■ **Stated problem**: Extract every line below that contains the string "jacket", copying each one in full.

■ **Saved data entries**:
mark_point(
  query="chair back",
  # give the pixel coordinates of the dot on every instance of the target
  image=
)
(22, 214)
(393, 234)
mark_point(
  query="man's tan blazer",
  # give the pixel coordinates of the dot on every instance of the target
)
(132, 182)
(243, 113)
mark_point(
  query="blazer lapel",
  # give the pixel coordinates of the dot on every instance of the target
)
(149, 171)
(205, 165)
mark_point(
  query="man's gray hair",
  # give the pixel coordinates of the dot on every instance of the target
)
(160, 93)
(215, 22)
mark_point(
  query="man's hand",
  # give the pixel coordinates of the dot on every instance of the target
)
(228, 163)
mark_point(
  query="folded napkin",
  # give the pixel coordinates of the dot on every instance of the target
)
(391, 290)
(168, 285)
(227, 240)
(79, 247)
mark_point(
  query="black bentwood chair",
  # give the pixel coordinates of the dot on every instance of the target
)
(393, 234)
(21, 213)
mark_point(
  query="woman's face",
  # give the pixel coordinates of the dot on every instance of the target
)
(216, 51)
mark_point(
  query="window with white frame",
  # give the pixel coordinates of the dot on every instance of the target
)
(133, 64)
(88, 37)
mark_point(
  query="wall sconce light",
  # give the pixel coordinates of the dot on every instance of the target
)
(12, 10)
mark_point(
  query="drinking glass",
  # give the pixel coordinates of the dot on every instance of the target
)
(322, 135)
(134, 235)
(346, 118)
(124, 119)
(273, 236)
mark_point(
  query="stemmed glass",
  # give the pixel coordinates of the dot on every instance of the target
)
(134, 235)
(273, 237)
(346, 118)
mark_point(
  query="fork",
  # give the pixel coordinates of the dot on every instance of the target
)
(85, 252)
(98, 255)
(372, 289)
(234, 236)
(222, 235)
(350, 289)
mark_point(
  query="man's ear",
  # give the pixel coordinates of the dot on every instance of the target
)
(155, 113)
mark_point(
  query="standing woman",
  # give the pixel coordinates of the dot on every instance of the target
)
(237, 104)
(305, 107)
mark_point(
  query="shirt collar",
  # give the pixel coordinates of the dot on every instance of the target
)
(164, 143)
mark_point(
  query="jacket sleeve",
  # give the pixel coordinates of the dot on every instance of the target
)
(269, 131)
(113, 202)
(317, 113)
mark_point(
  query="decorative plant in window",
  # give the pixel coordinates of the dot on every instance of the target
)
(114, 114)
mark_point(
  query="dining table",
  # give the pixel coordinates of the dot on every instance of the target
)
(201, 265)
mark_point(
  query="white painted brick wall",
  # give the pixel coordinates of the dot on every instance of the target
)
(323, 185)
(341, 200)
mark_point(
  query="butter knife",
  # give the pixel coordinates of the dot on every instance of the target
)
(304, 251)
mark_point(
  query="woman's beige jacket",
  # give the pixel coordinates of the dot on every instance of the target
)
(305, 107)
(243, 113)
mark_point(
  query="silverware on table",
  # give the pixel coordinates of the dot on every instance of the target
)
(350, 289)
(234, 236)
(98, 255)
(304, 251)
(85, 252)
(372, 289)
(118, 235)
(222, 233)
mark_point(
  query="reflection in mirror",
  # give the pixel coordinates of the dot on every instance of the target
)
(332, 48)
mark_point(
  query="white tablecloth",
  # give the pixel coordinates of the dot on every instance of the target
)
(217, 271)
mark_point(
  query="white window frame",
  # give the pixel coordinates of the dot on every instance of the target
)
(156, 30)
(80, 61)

■ **Written solution**:
  query="jacket sleeve",
  query="woman's beige jacket",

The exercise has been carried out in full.